▸ **REQUEST**
Quote all of the data exactly as given. Skip every picture it contains.

▸ **RECORDS PROVIDED**
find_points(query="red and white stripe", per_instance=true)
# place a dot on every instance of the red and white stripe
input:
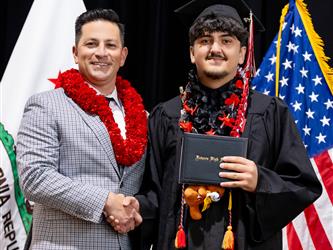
(313, 229)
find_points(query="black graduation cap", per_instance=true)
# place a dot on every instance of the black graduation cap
(236, 9)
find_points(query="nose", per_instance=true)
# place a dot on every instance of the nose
(101, 50)
(216, 47)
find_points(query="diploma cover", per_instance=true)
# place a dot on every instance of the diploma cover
(201, 155)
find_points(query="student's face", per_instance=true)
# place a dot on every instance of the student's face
(217, 56)
(99, 52)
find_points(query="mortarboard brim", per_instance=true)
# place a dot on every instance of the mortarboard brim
(236, 9)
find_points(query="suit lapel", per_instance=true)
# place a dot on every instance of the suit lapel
(101, 133)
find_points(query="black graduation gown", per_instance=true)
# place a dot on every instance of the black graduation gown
(287, 183)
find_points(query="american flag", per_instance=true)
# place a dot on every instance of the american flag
(305, 82)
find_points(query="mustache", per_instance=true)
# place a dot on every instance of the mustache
(216, 56)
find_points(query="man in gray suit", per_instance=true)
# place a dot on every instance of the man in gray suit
(81, 155)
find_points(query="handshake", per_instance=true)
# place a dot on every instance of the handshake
(122, 212)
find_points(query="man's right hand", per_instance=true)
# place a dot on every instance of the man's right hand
(122, 212)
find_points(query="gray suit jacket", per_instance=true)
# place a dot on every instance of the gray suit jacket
(67, 167)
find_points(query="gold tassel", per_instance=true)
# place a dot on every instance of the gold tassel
(228, 242)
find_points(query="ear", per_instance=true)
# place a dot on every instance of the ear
(192, 54)
(242, 54)
(124, 53)
(75, 54)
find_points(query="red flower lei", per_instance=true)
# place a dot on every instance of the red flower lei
(129, 151)
(237, 124)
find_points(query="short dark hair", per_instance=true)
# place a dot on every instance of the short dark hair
(212, 23)
(95, 15)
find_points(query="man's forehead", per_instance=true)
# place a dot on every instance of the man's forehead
(217, 33)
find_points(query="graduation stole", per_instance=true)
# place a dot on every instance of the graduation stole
(198, 116)
(127, 151)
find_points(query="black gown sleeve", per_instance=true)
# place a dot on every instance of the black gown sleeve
(287, 183)
(150, 191)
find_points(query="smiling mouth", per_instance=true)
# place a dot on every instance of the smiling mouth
(100, 64)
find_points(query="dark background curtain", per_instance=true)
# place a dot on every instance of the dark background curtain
(158, 59)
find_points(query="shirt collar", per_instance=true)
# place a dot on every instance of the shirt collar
(114, 95)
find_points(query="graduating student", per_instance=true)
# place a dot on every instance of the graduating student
(270, 186)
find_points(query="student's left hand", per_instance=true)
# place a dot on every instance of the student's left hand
(245, 175)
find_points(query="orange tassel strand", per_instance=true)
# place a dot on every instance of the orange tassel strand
(180, 241)
(228, 242)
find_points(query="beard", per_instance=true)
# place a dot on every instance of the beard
(214, 75)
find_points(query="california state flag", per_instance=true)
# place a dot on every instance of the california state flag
(41, 51)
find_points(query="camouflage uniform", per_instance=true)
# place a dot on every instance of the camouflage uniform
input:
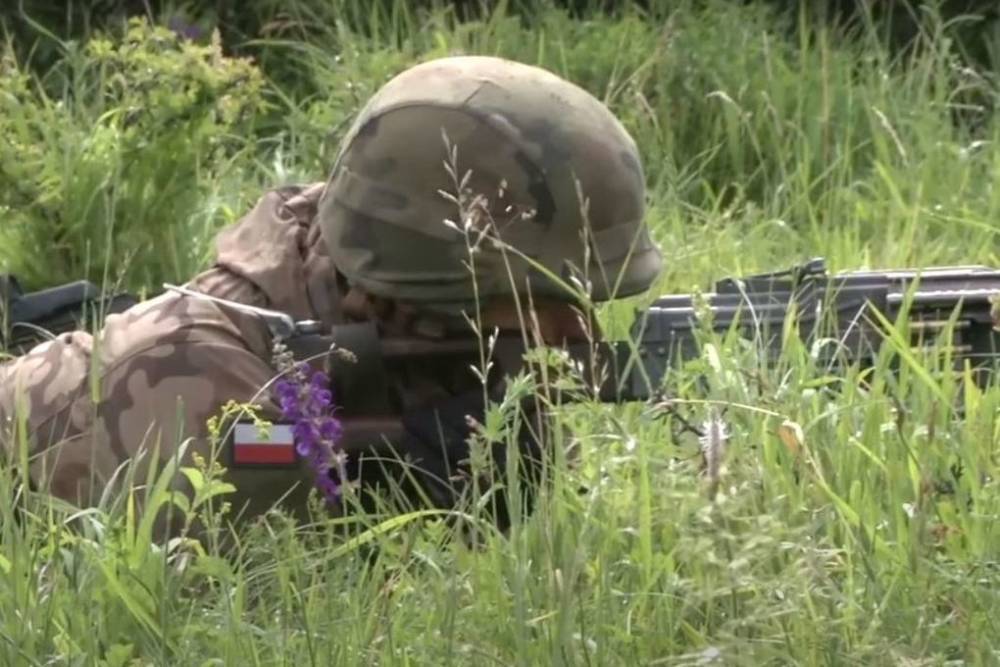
(532, 143)
(160, 370)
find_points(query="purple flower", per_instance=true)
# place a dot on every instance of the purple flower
(307, 402)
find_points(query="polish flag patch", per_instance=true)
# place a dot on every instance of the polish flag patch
(255, 446)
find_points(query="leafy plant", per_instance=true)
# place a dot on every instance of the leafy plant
(119, 163)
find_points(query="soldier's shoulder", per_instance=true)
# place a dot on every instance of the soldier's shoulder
(173, 320)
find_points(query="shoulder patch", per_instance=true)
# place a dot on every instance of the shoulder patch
(271, 447)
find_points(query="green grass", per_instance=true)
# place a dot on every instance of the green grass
(766, 141)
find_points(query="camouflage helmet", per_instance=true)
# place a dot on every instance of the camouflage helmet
(527, 140)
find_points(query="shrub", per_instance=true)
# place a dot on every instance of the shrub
(125, 151)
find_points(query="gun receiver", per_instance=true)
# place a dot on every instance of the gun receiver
(837, 307)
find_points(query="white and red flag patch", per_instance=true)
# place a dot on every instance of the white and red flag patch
(253, 445)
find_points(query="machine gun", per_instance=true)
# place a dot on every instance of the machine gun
(851, 312)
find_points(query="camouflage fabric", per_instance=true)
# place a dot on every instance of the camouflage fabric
(527, 139)
(155, 374)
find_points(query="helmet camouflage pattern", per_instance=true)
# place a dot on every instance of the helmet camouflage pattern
(535, 146)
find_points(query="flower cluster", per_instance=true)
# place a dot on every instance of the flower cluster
(306, 400)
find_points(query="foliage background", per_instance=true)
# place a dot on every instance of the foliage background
(855, 518)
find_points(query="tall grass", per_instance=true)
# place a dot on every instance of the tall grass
(853, 520)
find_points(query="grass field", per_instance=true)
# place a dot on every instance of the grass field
(766, 141)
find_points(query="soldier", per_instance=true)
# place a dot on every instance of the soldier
(373, 243)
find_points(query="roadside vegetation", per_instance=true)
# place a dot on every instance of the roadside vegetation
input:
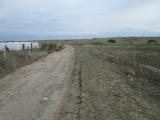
(12, 60)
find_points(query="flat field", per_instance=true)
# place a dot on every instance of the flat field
(114, 82)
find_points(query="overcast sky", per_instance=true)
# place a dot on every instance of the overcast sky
(76, 17)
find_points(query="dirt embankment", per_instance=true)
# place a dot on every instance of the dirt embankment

▸ **EXERCISE SOLUTION**
find_points(query="red and white stripe", per_instance=true)
# place a dot on every instance of the red and white stripe
input:
(313, 229)
find_points(query="black graduation cap", per_instance=true)
# place a dot on every instance of the black graduation cap
(236, 9)
find_points(query="nose", per_instance=true)
# place a dot on every instance of the nose
(101, 50)
(216, 47)
find_points(query="diploma cover", per_instance=true)
# place a dot on every instance of the diploma cover
(201, 155)
find_points(query="student's face", per_instance=true)
# place a dot on every instance of the student's face
(217, 56)
(99, 52)
find_points(query="mortarboard brim", per_instance=true)
# place a dot on every instance of the mortarboard brim
(236, 9)
find_points(query="suit lapel", per_instance=true)
# place a dot on every instance of the suit lapel
(101, 133)
find_points(query="black graduation gown", per_instance=true)
# place a dot on every instance of the black graduation gown
(287, 183)
find_points(query="american flag", per_instance=true)
# place a dot on every instance of the american flag
(305, 82)
find_points(query="mustache", per_instance=true)
# place a dot on every instance of the mustache
(216, 56)
find_points(query="man in gray suit", per_instance=true)
# place a dot on every instance of the man in gray suit
(81, 155)
find_points(query="handshake", per_instance=true)
# place a dot on every instance of the handshake
(122, 212)
find_points(query="man's right hand", per_instance=true)
# place a dot on every instance of the man's right hand
(122, 212)
find_points(query="gray suit jacket", per_instance=true)
# place a dot on every instance of the gray suit jacket
(67, 167)
find_points(query="gold tassel", per_instance=true)
# place a dot on every instance of the gold tassel
(228, 242)
find_points(query="ear", per_instance=true)
# place a dot on every instance of the ear
(192, 54)
(242, 54)
(124, 53)
(75, 54)
find_points(query="red flower lei", per_instance=true)
# place a dot on every instance of the red flower lei
(129, 151)
(237, 124)
find_points(query="short dark hair", per_instance=true)
# place a dot on every instance of the short dark hair
(212, 23)
(95, 15)
find_points(query="man's forehead", per_instance=true)
# place a dot on every instance of the man's forehead
(217, 33)
find_points(query="graduation stole", per_instance=true)
# place a dot on every instance of the graduation stole
(198, 116)
(127, 151)
find_points(query="black gown sleeve", per_instance=true)
# place a dot on every instance of the black gown sleeve
(287, 183)
(150, 191)
find_points(query="smiling mouth", per_instance=true)
# place a dot on every instance of the smiling mouth
(100, 64)
find_points(query="dark background curtain", per_instance=true)
# place a dot on every instance of the dark background curtain
(158, 59)
find_points(query="shirt collar", per_instance=true)
# place a dot on every instance of the shirt collar
(114, 95)
find_points(query="graduating student", per_instance=true)
# place a dot on every instance of the graduating student
(270, 186)
find_points(query="student's left hand", per_instance=true)
# place a dot on every instance of the student's left hand
(245, 175)
find_points(query="orange tassel strand", per_instance=true)
# place a dot on every instance of the orange tassel strand
(180, 241)
(228, 242)
find_points(query="beard", per_instance=true)
# place a dot on every instance of the beard
(214, 75)
find_points(query="california state flag", per_instance=true)
# place a dot on every instance of the california state flag
(41, 51)
find_points(query="camouflage uniform", per_instance=true)
# place a dot on every instance of the camouflage uniform
input:
(532, 143)
(160, 370)
find_points(query="purple flower", per_instance=true)
# place a dot on every instance of the purple flower
(307, 402)
find_points(query="polish flag patch", per_instance=true)
# place a dot on every instance of the polish flag patch
(255, 446)
find_points(query="leafy plant", per_instance=true)
# place a dot on every instance of the leafy plant
(119, 163)
find_points(query="soldier's shoulder", per_instance=true)
# place a dot on every instance of the soldier's shoulder
(173, 320)
find_points(query="shoulder patch", per_instance=true)
# place a dot on every instance of the shoulder patch
(271, 447)
find_points(query="green grass", per_instance=true)
# place a dot on every instance of the green grass
(766, 141)
find_points(query="camouflage helmet", per_instance=true)
# place a dot on every instance of the camouflage helmet
(527, 140)
find_points(query="shrub", per_instance=true)
# place a dot on every instance of the shrub
(125, 151)
find_points(query="gun receiver", per_instance=true)
# place a dot on every instance of the gun receiver
(837, 307)
find_points(query="white and red flag patch", per_instance=true)
# place a dot on every instance of the white and red flag patch
(253, 445)
find_points(query="machine gun", per_instance=true)
# place a dot on every instance of the machine gun
(851, 312)
find_points(query="camouflage fabric", per_instance=true)
# place a dot on every instance of the camouflage fabric
(527, 139)
(155, 374)
find_points(query="helmet camouflage pattern", per_instance=true)
# place a dot on every instance of the helmet camouflage pattern
(535, 146)
find_points(query="flower cluster", per_instance=true)
# place a dot on every instance of the flower cluster
(306, 400)
find_points(query="foliage background", per_instance=true)
# place a dot on every instance of the foliage background
(855, 518)
find_points(query="tall grass", per_instance=true)
# place a dot on every instance of the tall grass
(853, 520)
find_points(query="grass field", per_instance=true)
# place a dot on every instance of the grass field
(766, 141)
find_points(query="soldier", per_instance=true)
# place a dot on every instance of the soldier
(373, 243)
find_points(query="roadside vegetation", per_instance=true)
# place a dot on every instance of the roadside vegetation
input:
(12, 60)
find_points(query="flat field", per_instance=true)
# place a dot on every instance of the flat field
(114, 82)
find_points(query="overcast sky", per_instance=true)
# place a dot on every instance of the overcast sky
(76, 17)
find_points(query="dirt embankment", per_instance=true)
# place a dot on every instance of the dirt embankment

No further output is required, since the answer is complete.